■ Your goal
Count every line in the data that contains the word "back", then report that number alone.

■ Provided entries

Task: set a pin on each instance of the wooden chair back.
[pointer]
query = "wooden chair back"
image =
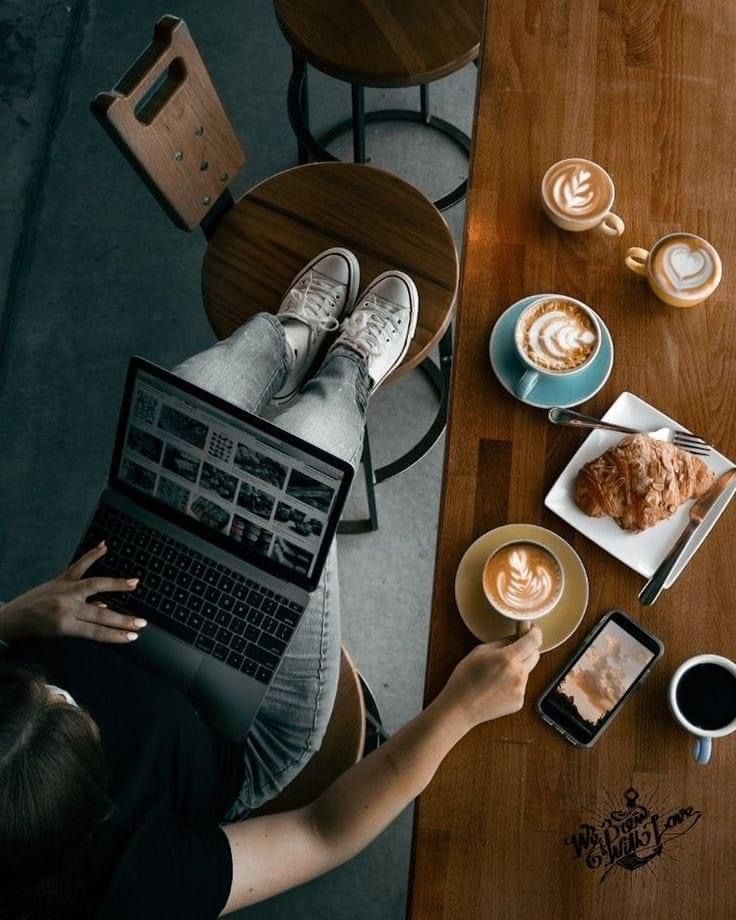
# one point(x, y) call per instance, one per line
point(166, 117)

■ Response below
2